Segment Start: SUPPLIED MATERIAL

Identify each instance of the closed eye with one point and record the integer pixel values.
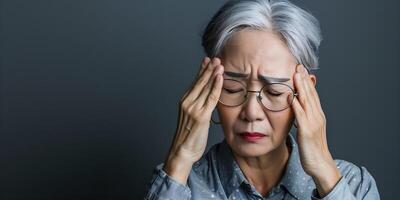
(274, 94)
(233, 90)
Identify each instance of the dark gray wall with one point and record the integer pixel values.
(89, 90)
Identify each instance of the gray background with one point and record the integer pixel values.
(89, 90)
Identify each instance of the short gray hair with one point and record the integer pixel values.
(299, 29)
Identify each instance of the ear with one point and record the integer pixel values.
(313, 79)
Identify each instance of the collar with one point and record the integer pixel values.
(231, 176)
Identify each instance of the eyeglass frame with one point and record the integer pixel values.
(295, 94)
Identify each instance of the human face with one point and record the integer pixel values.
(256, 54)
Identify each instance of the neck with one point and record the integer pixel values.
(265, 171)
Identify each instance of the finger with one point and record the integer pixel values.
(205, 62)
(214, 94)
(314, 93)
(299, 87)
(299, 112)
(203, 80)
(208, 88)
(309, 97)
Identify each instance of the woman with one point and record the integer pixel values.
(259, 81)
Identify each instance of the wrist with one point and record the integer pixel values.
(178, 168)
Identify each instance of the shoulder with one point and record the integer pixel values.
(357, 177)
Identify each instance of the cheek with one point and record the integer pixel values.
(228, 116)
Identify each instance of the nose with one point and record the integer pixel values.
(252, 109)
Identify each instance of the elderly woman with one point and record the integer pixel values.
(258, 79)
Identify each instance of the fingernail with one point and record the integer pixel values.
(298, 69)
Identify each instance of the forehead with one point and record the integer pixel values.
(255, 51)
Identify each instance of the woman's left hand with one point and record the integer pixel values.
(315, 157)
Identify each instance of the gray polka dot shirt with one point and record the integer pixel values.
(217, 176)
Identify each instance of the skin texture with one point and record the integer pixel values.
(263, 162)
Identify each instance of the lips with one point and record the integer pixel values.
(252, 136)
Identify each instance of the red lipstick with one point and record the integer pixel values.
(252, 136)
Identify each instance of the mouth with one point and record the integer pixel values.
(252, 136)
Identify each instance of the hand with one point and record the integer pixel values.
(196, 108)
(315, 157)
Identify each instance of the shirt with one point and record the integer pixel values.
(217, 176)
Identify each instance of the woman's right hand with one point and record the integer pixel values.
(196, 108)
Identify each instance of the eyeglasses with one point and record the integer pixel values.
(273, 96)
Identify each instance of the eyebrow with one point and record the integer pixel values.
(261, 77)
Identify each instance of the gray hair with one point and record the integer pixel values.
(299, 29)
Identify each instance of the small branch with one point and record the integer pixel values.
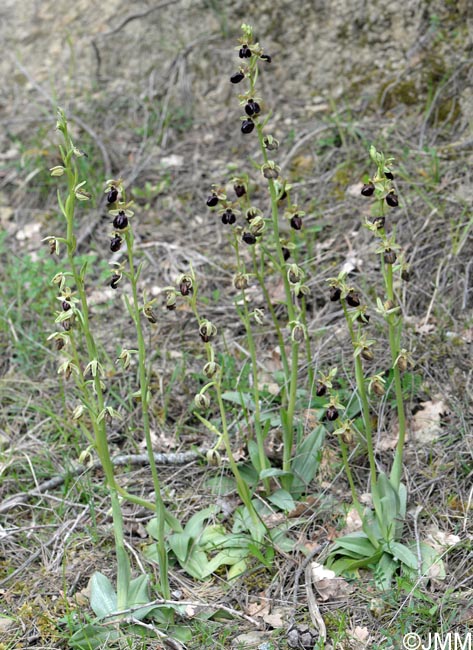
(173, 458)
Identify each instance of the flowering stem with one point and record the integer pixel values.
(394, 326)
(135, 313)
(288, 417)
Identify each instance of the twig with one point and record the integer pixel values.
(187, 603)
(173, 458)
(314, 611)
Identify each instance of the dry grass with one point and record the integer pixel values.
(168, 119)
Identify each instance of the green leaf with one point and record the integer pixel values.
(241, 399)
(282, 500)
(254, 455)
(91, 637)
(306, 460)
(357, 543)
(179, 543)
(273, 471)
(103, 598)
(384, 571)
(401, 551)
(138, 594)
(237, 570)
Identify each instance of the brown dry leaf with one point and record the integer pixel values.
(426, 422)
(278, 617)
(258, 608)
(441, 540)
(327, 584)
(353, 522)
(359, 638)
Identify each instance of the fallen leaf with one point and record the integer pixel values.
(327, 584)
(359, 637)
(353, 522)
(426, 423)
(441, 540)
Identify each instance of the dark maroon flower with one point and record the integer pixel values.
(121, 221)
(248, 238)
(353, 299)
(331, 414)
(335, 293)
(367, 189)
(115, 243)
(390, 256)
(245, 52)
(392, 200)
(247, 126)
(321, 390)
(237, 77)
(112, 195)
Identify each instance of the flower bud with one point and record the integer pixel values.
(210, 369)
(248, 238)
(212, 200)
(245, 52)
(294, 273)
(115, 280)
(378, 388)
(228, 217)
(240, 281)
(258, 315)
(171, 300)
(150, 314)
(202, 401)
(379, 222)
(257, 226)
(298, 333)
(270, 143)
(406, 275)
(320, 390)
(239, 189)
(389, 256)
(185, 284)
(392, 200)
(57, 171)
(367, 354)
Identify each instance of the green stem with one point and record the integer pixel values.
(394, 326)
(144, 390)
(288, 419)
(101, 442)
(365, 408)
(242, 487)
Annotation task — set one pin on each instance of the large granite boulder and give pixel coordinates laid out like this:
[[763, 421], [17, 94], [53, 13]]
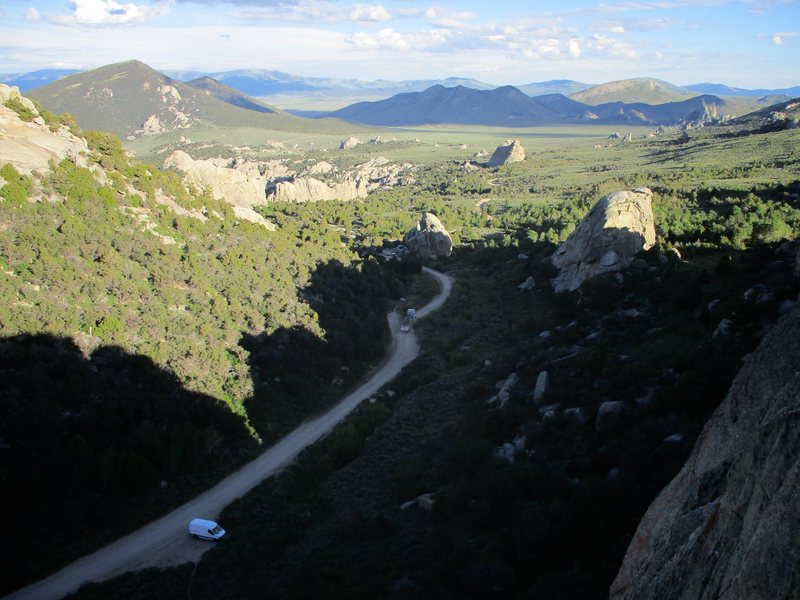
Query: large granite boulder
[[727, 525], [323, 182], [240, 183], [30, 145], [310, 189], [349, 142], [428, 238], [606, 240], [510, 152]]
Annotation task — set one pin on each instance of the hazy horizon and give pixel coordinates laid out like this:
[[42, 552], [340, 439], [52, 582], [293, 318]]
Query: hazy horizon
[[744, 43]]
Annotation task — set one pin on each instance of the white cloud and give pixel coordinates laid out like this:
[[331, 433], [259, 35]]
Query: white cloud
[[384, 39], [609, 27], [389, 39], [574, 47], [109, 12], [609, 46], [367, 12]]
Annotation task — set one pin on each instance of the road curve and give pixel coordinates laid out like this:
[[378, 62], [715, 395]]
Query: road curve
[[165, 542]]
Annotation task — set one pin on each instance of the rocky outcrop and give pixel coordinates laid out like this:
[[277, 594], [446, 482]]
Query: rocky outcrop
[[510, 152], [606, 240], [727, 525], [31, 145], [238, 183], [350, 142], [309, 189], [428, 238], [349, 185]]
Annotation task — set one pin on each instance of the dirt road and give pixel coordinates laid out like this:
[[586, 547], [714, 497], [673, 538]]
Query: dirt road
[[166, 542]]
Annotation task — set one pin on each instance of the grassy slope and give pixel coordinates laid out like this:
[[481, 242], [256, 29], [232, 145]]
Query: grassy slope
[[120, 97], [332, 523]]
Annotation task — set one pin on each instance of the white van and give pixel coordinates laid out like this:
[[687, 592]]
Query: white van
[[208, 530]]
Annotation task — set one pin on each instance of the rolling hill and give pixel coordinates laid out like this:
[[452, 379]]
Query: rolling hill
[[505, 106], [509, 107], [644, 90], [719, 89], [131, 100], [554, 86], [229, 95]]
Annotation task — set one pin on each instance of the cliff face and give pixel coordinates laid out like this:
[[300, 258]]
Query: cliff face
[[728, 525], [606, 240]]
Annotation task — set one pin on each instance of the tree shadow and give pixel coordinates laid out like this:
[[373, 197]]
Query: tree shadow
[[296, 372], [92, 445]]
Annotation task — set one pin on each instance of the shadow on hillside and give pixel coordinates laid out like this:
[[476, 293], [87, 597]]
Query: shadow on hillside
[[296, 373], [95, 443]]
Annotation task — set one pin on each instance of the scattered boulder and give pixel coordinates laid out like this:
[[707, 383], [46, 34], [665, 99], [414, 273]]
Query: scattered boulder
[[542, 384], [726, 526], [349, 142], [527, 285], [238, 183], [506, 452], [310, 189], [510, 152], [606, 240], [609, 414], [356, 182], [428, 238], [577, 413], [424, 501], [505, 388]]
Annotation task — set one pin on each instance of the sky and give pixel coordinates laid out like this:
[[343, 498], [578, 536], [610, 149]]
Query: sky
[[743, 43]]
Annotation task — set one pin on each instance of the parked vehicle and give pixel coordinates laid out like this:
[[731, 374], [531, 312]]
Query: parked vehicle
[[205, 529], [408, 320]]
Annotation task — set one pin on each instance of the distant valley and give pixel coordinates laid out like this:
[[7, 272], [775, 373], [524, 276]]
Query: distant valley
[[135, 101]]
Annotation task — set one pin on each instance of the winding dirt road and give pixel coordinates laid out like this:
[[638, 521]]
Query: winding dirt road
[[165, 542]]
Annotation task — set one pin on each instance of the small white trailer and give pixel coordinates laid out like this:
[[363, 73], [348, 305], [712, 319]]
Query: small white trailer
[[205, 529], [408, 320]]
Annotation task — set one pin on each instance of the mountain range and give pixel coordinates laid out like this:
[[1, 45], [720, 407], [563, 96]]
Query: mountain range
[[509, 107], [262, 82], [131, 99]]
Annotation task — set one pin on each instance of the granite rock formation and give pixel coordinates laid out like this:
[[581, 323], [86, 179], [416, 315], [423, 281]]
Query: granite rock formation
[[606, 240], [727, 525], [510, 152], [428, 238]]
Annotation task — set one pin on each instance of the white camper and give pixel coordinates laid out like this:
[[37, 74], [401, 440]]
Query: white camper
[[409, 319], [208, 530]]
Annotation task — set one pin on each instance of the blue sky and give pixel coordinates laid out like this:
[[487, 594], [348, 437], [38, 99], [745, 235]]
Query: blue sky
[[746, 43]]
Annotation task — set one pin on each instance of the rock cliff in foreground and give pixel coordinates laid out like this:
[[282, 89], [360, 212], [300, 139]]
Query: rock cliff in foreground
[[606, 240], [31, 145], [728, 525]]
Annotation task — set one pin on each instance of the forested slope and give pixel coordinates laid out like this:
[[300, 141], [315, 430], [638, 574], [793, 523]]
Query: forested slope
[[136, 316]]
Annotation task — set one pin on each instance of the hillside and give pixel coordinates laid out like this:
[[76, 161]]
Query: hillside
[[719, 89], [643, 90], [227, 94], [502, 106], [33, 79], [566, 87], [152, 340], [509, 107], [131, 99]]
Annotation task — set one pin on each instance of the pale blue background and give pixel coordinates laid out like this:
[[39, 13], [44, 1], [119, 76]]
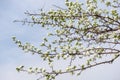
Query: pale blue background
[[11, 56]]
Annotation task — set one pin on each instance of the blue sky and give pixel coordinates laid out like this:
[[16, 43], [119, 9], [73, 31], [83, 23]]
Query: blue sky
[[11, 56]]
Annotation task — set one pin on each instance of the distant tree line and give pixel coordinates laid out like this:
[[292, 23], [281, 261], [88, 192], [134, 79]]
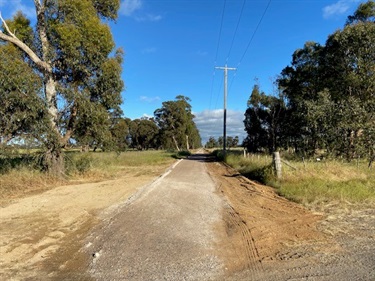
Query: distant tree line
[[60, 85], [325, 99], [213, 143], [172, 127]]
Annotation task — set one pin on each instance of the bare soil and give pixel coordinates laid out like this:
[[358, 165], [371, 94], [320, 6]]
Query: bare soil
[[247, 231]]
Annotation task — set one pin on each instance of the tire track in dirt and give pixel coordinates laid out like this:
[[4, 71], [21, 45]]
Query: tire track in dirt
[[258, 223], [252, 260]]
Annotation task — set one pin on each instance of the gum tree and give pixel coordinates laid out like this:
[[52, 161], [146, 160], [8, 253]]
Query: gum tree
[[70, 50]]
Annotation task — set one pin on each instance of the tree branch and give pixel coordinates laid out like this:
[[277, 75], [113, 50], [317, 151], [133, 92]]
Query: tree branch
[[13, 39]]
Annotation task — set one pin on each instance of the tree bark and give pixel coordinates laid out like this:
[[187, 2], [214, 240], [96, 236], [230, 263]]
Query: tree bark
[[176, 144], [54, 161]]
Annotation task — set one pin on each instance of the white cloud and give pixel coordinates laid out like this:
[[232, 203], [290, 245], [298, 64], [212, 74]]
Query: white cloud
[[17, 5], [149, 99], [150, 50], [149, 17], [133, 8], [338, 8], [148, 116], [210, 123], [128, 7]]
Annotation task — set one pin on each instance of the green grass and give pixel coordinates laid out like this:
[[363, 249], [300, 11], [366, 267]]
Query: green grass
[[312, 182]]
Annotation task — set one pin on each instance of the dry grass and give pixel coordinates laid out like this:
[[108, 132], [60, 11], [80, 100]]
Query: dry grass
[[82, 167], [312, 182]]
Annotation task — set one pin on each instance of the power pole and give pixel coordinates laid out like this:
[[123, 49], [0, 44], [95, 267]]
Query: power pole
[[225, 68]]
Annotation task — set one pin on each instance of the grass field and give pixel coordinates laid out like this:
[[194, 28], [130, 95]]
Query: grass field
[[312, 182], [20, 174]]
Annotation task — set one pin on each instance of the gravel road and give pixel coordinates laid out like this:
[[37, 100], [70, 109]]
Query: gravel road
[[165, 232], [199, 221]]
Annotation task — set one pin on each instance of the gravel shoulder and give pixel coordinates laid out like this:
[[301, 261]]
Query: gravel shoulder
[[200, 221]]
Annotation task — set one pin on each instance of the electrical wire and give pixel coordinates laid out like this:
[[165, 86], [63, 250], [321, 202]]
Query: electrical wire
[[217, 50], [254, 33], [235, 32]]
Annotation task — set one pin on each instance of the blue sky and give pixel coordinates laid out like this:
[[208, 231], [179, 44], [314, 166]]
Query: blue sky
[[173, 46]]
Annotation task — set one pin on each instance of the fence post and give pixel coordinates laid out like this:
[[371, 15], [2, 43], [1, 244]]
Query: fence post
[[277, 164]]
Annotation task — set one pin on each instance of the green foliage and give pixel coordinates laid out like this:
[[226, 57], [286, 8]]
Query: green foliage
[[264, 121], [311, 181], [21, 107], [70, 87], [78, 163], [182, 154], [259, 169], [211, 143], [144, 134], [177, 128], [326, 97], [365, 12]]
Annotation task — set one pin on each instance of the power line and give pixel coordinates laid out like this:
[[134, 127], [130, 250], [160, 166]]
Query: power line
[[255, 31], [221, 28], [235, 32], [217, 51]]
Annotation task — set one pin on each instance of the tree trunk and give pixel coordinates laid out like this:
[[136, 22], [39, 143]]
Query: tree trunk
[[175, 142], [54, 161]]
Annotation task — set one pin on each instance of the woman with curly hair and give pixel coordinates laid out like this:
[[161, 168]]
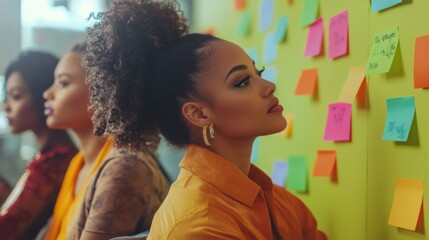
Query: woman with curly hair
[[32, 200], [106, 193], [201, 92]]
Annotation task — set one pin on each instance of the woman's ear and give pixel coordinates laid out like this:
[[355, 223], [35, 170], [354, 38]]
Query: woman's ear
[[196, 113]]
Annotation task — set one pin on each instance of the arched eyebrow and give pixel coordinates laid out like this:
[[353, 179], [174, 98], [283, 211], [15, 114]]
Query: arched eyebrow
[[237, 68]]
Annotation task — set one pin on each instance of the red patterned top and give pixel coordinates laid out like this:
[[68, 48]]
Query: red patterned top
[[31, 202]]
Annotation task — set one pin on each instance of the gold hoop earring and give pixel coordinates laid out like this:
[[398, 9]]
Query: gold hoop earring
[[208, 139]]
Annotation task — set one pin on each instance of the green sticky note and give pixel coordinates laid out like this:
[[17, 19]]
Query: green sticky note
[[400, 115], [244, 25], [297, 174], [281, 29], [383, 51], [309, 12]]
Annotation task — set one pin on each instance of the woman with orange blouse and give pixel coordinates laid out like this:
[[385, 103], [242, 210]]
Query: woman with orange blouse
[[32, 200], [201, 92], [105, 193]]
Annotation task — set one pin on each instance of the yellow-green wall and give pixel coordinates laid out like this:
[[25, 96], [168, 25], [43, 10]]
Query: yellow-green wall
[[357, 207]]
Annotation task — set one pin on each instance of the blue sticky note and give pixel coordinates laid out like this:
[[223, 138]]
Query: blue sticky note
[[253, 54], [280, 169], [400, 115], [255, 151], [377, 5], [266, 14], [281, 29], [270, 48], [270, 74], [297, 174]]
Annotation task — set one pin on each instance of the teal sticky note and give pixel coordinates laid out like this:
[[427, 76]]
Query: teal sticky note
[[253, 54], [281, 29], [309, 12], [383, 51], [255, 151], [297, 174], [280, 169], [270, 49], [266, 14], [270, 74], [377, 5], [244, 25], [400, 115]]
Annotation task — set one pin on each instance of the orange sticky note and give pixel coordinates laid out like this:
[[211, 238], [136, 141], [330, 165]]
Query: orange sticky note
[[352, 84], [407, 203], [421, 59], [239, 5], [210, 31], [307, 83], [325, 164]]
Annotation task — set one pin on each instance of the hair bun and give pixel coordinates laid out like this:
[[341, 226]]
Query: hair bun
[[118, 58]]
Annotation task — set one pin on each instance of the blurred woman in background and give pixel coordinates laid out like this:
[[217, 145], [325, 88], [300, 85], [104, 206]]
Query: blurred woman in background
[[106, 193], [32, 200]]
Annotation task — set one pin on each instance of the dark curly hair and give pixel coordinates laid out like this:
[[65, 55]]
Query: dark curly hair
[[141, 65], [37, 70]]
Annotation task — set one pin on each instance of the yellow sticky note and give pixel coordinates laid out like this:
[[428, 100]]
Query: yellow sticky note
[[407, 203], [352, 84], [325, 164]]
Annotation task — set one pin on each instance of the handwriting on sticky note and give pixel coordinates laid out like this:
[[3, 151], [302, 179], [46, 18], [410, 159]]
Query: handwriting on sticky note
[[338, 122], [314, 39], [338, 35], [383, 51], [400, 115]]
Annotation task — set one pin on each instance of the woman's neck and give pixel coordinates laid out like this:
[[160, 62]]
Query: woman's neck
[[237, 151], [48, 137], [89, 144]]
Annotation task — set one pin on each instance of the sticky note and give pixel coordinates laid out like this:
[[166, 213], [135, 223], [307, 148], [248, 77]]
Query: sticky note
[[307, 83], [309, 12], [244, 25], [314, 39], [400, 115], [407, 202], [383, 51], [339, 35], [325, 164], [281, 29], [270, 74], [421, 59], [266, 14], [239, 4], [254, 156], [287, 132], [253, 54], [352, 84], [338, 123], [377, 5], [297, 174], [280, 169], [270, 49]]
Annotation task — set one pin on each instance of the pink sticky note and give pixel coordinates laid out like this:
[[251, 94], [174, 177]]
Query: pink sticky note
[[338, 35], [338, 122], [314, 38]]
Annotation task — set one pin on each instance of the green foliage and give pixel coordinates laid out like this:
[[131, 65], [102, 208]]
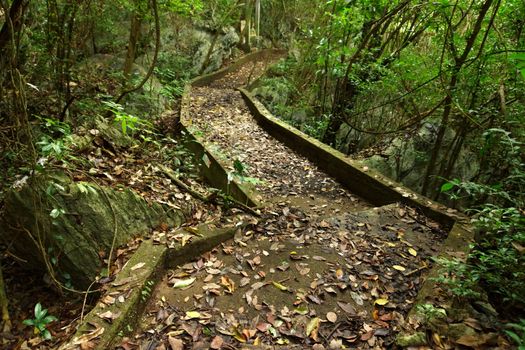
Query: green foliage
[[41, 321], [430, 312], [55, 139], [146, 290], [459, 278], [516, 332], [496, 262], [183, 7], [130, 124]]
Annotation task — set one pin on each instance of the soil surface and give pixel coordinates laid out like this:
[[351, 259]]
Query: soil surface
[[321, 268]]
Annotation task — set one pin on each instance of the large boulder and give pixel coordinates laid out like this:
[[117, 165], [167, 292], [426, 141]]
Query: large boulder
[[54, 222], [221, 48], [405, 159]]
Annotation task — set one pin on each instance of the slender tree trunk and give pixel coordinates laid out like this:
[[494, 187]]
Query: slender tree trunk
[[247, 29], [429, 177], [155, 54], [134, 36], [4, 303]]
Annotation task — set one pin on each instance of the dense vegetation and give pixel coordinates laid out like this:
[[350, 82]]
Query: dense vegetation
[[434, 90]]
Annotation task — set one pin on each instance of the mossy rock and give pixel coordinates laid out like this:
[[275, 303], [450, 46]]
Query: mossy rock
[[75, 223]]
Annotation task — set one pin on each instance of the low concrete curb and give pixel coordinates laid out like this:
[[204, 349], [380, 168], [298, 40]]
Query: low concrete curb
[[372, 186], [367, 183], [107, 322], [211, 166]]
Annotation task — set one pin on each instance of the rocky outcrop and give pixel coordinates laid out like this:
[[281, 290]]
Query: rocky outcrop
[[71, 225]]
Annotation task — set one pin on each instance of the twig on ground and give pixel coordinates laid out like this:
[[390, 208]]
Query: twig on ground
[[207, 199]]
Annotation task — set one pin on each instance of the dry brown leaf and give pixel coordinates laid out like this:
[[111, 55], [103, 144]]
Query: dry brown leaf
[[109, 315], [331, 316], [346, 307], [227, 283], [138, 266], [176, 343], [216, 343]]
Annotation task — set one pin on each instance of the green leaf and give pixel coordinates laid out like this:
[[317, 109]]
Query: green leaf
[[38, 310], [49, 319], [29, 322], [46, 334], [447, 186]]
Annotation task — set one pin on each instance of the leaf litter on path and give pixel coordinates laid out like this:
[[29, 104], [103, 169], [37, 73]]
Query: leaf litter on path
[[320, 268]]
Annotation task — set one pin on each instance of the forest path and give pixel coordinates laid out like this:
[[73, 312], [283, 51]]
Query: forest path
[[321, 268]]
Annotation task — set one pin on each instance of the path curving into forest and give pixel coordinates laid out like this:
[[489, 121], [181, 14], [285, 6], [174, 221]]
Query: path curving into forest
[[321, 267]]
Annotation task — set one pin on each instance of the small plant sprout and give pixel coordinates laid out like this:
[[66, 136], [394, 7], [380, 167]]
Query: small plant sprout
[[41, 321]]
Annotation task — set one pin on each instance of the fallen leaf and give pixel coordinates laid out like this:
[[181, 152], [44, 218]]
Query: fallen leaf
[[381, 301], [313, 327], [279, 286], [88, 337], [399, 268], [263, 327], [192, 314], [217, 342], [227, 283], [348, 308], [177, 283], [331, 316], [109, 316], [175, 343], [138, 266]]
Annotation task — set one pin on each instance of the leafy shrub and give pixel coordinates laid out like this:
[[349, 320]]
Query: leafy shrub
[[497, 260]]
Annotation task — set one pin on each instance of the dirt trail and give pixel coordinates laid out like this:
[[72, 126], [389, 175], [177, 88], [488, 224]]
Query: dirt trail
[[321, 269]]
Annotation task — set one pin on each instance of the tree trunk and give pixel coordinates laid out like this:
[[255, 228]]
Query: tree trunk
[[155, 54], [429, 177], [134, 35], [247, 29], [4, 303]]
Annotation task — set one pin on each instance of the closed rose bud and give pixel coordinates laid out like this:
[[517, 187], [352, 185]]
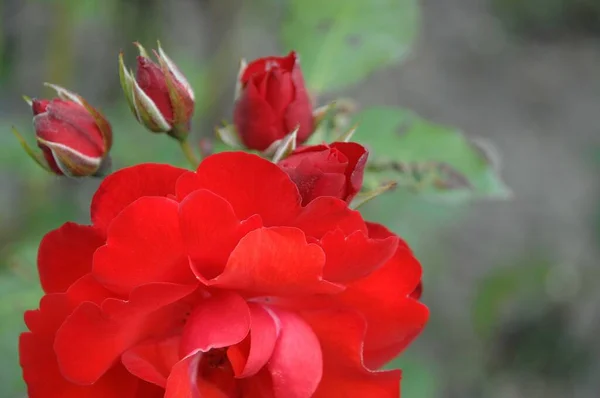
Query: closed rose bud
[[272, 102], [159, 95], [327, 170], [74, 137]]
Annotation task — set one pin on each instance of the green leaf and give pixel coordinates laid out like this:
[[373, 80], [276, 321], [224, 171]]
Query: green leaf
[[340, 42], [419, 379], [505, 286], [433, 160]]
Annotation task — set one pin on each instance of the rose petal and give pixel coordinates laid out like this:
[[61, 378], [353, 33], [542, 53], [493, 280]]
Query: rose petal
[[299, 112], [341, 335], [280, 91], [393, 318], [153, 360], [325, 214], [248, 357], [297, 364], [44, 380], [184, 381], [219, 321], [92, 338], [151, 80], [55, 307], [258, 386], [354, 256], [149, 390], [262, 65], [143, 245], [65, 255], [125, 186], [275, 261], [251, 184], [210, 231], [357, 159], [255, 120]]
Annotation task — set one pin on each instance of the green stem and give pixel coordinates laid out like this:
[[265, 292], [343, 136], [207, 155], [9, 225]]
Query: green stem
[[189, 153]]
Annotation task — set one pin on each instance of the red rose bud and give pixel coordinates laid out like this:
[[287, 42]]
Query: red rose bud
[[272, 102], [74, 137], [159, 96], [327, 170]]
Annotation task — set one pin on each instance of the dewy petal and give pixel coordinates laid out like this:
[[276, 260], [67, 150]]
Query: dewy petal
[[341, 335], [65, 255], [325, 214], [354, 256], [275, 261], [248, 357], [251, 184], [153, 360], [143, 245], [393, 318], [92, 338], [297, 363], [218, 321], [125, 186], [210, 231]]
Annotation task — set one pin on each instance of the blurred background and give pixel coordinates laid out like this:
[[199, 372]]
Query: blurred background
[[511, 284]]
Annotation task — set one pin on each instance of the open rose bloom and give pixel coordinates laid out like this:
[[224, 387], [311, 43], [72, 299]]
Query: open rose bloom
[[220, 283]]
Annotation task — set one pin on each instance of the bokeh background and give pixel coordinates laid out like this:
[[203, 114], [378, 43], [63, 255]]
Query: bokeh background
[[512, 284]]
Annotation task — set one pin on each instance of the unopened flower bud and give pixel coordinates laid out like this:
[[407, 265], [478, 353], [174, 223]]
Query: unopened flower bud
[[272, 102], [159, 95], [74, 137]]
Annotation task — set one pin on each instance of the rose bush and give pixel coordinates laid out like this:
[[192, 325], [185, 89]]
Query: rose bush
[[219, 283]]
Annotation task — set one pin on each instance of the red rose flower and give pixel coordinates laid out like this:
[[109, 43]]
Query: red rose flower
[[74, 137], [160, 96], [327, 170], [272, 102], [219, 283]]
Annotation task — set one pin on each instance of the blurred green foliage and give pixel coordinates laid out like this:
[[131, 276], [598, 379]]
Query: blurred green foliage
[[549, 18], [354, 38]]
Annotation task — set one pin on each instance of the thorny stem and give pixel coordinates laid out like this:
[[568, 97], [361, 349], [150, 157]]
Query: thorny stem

Segment End: SUPPLIED MATERIAL

(WHAT IS REQUIRED):
Respond with a single number, namely how many lines of the entries contain the word "thorny".

(RESULT OF THE TASK):
2